— start Rows —
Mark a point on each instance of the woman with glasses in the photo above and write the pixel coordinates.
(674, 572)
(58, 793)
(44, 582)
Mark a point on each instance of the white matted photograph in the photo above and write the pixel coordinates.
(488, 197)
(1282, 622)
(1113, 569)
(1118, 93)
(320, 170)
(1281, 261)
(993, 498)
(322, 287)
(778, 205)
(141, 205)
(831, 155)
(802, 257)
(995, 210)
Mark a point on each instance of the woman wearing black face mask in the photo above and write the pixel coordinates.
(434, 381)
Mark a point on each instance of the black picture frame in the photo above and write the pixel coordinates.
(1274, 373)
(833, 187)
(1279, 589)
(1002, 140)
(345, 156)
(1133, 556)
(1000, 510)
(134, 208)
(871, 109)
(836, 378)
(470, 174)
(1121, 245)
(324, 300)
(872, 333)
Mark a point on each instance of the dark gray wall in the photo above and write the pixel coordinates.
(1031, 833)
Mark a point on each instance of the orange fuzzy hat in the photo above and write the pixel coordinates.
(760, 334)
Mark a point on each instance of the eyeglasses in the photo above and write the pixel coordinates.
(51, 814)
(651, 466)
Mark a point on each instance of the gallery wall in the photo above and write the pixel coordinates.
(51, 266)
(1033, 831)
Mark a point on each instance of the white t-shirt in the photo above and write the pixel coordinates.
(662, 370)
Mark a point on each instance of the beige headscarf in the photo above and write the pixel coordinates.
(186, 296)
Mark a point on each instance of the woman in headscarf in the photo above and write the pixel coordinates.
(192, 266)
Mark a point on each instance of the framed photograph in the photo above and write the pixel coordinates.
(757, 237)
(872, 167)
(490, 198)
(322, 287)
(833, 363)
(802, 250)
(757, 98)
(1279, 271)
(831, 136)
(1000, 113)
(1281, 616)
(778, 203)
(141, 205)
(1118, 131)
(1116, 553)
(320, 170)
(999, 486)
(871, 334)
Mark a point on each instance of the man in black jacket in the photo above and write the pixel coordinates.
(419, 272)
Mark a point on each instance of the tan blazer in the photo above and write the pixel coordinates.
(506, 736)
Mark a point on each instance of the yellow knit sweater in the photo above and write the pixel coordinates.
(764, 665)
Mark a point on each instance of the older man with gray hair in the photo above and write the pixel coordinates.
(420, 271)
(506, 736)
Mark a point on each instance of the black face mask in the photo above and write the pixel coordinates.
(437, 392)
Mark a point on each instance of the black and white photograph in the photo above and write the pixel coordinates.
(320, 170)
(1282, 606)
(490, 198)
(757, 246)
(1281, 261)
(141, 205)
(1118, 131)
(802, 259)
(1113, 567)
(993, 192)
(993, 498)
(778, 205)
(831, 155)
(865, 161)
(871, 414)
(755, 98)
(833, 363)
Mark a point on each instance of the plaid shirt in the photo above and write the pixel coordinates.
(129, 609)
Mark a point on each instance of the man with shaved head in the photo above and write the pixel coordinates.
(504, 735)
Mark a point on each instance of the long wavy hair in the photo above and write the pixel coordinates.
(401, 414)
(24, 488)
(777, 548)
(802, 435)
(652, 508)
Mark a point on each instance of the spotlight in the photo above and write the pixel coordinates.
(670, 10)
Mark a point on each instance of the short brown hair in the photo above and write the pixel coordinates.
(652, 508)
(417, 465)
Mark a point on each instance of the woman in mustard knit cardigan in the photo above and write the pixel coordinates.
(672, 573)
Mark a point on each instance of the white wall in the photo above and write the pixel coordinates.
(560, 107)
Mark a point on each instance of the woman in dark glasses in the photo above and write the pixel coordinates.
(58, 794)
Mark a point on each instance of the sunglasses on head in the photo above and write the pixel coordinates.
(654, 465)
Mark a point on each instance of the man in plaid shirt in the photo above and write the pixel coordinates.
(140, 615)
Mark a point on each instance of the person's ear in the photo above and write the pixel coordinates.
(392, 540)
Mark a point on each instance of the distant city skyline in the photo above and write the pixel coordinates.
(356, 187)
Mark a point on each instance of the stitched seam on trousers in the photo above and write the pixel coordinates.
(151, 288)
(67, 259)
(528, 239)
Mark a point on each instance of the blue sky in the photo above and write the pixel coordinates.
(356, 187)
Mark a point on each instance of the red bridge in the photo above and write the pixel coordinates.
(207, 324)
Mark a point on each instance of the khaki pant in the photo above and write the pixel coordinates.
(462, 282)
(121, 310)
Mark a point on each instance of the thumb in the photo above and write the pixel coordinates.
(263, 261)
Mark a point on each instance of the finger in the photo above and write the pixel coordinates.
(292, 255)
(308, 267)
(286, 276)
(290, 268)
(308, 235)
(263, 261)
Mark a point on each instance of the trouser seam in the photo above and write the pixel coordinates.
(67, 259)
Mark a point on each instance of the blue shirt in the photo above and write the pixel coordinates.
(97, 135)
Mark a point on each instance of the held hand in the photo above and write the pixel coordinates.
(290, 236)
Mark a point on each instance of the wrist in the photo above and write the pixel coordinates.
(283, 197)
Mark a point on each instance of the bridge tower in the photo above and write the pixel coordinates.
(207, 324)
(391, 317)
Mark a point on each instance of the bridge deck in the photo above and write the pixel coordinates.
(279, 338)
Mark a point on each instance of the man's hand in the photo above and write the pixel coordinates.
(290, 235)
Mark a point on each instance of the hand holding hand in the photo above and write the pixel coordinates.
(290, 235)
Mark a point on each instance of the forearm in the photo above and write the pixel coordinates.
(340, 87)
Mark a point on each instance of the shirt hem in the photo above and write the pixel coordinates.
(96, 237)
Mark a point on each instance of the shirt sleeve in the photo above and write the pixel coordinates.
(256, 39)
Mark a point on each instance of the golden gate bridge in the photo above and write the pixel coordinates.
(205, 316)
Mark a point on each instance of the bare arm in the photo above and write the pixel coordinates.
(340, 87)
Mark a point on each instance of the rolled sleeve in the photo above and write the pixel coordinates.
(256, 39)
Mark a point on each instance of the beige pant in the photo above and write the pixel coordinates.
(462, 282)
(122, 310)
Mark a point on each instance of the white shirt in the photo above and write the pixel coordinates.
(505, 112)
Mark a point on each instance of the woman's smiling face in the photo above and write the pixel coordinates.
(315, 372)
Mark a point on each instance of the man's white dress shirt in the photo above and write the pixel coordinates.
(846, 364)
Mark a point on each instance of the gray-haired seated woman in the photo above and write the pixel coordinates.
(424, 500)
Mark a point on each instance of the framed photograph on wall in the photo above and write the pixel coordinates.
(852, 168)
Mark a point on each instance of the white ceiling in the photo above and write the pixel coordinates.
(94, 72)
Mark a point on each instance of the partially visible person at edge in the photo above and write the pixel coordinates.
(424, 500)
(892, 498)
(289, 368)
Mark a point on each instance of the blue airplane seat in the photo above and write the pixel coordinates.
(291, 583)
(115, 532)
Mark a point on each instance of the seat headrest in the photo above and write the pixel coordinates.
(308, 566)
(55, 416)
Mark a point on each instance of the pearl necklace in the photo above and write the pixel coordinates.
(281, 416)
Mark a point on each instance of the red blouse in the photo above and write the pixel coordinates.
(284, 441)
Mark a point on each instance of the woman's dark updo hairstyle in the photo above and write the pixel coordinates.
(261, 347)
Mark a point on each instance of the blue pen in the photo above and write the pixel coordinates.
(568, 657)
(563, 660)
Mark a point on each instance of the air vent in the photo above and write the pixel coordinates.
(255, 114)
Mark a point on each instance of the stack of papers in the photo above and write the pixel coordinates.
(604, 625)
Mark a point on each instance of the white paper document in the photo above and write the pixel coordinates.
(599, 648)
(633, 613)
— end Rows —
- Exercise task
Print the records once more, exactly as they were given.

- Final result
Mark a point on each instance of the woman with glasses in the photo above and write the pixel coordinates.
(674, 572)
(58, 793)
(44, 582)
Mark a point on each instance of the white matted photograph in the photo above and write the pixel coordinates.
(488, 197)
(1282, 622)
(1113, 569)
(1118, 93)
(320, 170)
(1281, 261)
(993, 498)
(322, 287)
(778, 205)
(141, 205)
(831, 155)
(802, 257)
(995, 210)
Mark a point on each instance of the woman wearing black face mask in the photo above and write the pixel coordinates.
(434, 381)
Mark a point on each instance of the black picture frame in the photo above and write the pixel coordinates.
(1274, 373)
(833, 187)
(1279, 589)
(1002, 140)
(345, 156)
(1133, 556)
(1000, 510)
(134, 208)
(871, 109)
(836, 378)
(470, 174)
(1121, 245)
(324, 300)
(872, 333)
Mark a point on each instance of the dark gray wall in the photo above and write the pixel coordinates.
(1031, 833)
Mark a point on each instance of the orange fuzzy hat in the photo above and write the pixel coordinates.
(760, 334)
Mark a point on each instance of the eyeglasses in the photo above and write the pixel coordinates.
(51, 814)
(651, 466)
Mark a point on each instance of the gallery wall in the photo above and write the pixel coordinates.
(51, 266)
(1033, 831)
Mark a point on each instance of the white t-shirt in the photo above and write the pixel coordinates.
(662, 370)
Mark a point on each instance of the beige headscarf in the photo above and write the pixel coordinates.
(186, 296)
Mark a point on each instance of the woman in headscarf in the photo above and write the pixel coordinates.
(192, 266)
Mark a point on each instance of the framed photograph in the photo above and write the pixel coordinates.
(757, 237)
(872, 167)
(490, 198)
(322, 287)
(833, 363)
(802, 250)
(757, 98)
(1279, 271)
(831, 136)
(1000, 113)
(1281, 616)
(778, 203)
(141, 205)
(1118, 131)
(1116, 553)
(320, 170)
(999, 486)
(871, 334)
Mark a point on each instance of the man in black jacket in the photo above and write the pixel coordinates.
(419, 272)
Mark a point on each instance of the tan blazer in the photo above and write the pixel coordinates.
(506, 736)
Mark a point on each instance of the yellow knit sweater in the photo above and write the pixel coordinates.
(764, 665)
Mark a point on each instance of the older man with gray hair in the photo above and write the pixel coordinates.
(420, 271)
(506, 736)
Mark a point on each instance of the black face mask in the photo above and write the pixel coordinates.
(437, 392)
Mark a point on each instance of the black and white photograph in the photo above and write the pixel coordinates.
(320, 170)
(1282, 606)
(490, 198)
(757, 246)
(1281, 261)
(141, 205)
(1118, 131)
(802, 259)
(1113, 567)
(993, 192)
(993, 498)
(778, 205)
(831, 155)
(865, 161)
(871, 414)
(755, 98)
(833, 363)
Mark a point on each instance of the plaid shirt in the photo above and write the pixel coordinates.
(129, 609)
Mark a point on each instance of the man with shaved head in the photo above and write the pixel coordinates.
(504, 735)
Mark a point on each instance of the long wavy hair in the photo above and write the pixel coordinates.
(401, 414)
(24, 488)
(777, 548)
(802, 435)
(652, 508)
Mark a point on each instance of the spotlight in the photo above and write the pixel coordinates.
(670, 10)
Mark a point on each instance of the short brown hair in the photo above and write the pixel coordinates.
(652, 508)
(417, 465)
Mark a point on each instance of the woman in mustard knit cardigan in the photo above and write the pixel coordinates.
(672, 573)
Mark a point on each instance of the white wall in the photo above and write the pixel coordinates.
(560, 107)
Mark a point on each instance of the woman in dark glasses in the photo above and write the pixel coordinates.
(58, 794)
Mark a point on each instance of the sunglasses on head in the photo above and write the pixel coordinates.
(654, 465)
Mark a point on each instance of the man in plaid shirt in the photo above and write the pixel coordinates.
(140, 615)
Mark a point on each instance of the person's ear in the photo above and write the pixel coordinates.
(392, 540)
Mark a point on each instance of the distant city skyline in the photo above and write the pixel coordinates.
(356, 187)
Mark a point on each instance of the stitched seam on trousers in the photo above and write the pixel coordinates.
(151, 288)
(67, 259)
(528, 239)
Mark a point on each instance of the blue sky in the photo above and write the pixel coordinates.
(356, 187)
Mark a point on each instance of the red bridge in the photo above and write the pixel coordinates.
(207, 324)
Mark a point on each instance of the khaki pant in the photo above and write the pixel coordinates.
(462, 282)
(121, 310)
Mark a point on each instance of the thumb in the photo above and write the pixel coordinates.
(263, 261)
Mark a point on each instance of the finger in the photo above and write the pixel coordinates.
(292, 255)
(308, 267)
(286, 276)
(290, 268)
(308, 235)
(263, 261)
Mark a point on each instance of the trouser seam in the photo above and write the pixel coordinates.
(67, 259)
Mark a point on each instance of the blue shirt in the photo above and write the pixel coordinates.
(97, 135)
Mark a point on each instance of the held hand in the photo above and write the pixel coordinates.
(290, 236)
Mark a point on each instance of the wrist in the photo above and write the pixel coordinates.
(283, 197)
Mark a point on each instance of the bridge tower in the photo above and write the pixel coordinates.
(207, 324)
(391, 317)
Mark a point on each instance of the bridge deck in the photo above and write the pixel coordinates.
(279, 338)
Mark a point on each instance of the man's hand in the photo above and write the pixel coordinates.
(290, 235)
Mark a point on each instance of the hand holding hand in the photo above and write the pixel coordinates.
(290, 235)
Mark a point on each instance of the forearm in the photo above and write the pixel coordinates.
(340, 87)
Mark a point on each instance of the shirt hem in the photo above and write the pixel coordinates.
(96, 237)
Mark a point on each instance of the shirt sleeve in the photo above and write the pixel coordinates.
(256, 39)
Mark a point on each instance of the golden gate bridge in the photo above and write the pixel coordinates.
(205, 316)
Mark a point on each instance of the bare arm in the photo above and write the pixel coordinates.
(340, 87)
Mark a point on each instance of the rolled sleeve in the photo above and write the pixel coordinates.
(256, 39)
Mark a point on each instance of the beige pant in the photo above and write the pixel coordinates.
(462, 282)
(122, 310)
Mark a point on each instance of the white shirt in the photo above and write the pixel coordinates.
(505, 112)
Mark a point on each instance of the woman's smiling face in the photo above and write the pixel coordinates.
(315, 372)
Mark a point on each instance of the man's white dress shirt in the photo above and write the pixel coordinates.
(846, 364)
Mark a point on each instance of the gray-haired seated woman in the photo above and write the pixel coordinates.
(424, 500)
Mark a point on each instance of the framed photograph on wall in the photo above and write the pixel coordinates.
(852, 168)
Mark a point on each instance of the white ceiling in the photo above and write the pixel coordinates.
(94, 72)
Mark a point on each instance of the partially visible person at edge in the photo above and write the pixel coordinates.
(424, 500)
(892, 498)
(289, 368)
Mark a point on each instance of the blue airplane seat in the photo above and write the pixel coordinates.
(291, 583)
(115, 532)
Mark a point on each instance of the seat headrest in the photo above and write the pixel coordinates.
(308, 566)
(55, 416)
Mark a point on each instance of the pearl necklace in the photo above and write the pixel coordinates.
(281, 416)
Mark a point on each instance of the red blouse in the photo above and write the pixel coordinates.
(284, 441)
Mark a point on each instance of the woman's dark updo hairstyle in the photo above and write the pixel coordinates.
(261, 347)
Mark a point on each instance of the blue pen in the photo above and write the pixel coordinates.
(568, 657)
(563, 660)
Mark a point on each instance of the air vent in the photo above and write the pixel coordinates.
(255, 114)
Mark a point on each instance of the stack of papers in the photo above and write the pixel coordinates.
(604, 625)
Mark a point on each instance of the white paper document in the photo above and write the pixel coordinates.
(599, 648)
(633, 613)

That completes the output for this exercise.